◆ **QUESTIONS TO ANSWER**
1. In the erythropoiesis text, what two unique properties do pluripotent stem cells have?
2. Reproduce word for word the part of the erythropoiesis text between "The erythroid stem" and "of erythrocytic series.", inclusive.

◆ **EXTRACT TO READ**
BEGIN

Steps of erythropoiesis:

Stem cells:

• Pluripotent stem cell:

They are the mother cell lines that form the stem cells for different cell lines. They have two unique properties: self-renewal and differentiation.

• Committed stem cells:

They develop from the pluripotent stem cells. There are two categories of stem cells:

The myeloid cells stem cells form the myeloid series, megakaryocyte series, granulocytic series, and monocytic series.

The erythroid stem cells give rise to progenitor cells for erythroid cell lines.

• Progenitor cells:

They are of two types:

BFU-E (Burst forming units erythroid progenitor cell): they give rise to a large number of colony-forming unit-erythroid cells.

CFU-E (Colony-forming-erythrocytes): Cells of this unit develop into erythrocytes. They give rise to moderate number of blast cells of erythrocytic series.

• Precursor cells:

The precursors of the erythrocytic series are the blast cells.

END

◆ **ENTRIES SUPPLIED**

BEGIN

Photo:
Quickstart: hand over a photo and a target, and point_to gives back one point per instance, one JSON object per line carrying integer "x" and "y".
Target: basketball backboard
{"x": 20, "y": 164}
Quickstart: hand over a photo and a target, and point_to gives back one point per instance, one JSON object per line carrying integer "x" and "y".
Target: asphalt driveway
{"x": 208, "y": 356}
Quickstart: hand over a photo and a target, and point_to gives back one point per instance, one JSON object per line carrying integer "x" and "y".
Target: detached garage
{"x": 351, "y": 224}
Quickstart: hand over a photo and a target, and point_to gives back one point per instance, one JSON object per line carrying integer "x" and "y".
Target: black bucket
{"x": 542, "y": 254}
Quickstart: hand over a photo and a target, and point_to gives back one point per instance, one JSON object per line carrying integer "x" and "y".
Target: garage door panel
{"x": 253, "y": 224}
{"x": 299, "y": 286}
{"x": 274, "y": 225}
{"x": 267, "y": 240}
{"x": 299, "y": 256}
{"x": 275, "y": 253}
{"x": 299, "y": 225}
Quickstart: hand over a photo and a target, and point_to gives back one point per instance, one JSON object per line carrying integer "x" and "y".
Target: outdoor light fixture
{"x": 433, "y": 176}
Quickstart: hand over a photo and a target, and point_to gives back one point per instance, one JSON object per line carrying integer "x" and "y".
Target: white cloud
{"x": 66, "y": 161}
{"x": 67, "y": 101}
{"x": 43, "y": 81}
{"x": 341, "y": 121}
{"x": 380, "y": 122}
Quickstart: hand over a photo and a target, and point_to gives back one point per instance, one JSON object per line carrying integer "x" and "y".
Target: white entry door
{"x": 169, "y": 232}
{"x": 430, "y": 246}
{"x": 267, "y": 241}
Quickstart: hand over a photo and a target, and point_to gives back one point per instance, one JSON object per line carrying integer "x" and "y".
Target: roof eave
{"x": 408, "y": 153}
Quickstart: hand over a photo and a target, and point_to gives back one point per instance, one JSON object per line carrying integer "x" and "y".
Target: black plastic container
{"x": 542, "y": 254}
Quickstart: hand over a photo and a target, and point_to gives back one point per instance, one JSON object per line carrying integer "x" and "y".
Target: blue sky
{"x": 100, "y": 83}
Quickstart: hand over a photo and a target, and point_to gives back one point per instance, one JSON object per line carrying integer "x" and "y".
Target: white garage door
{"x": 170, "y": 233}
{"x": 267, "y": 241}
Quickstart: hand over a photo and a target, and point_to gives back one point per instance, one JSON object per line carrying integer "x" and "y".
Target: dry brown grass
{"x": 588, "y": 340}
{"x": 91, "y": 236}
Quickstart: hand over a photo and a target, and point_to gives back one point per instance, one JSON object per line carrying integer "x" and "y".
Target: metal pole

END

◆ **RESULTS IN ORDER**
1. Self-renewal and differentiation.

2.
The erythroid stem cells give rise to progenitor cells for erythroid cell lines.

• Progenitor cells:

They are of two types:

BFU-E (Burst forming units erythroid progenitor cell): they give rise to a large number of colony-forming unit-erythroid cells.

CFU-E (Colony-forming-erythrocytes): Cells of this unit develop into erythrocytes. They give rise to moderate number of blast cells of erythrocytic series.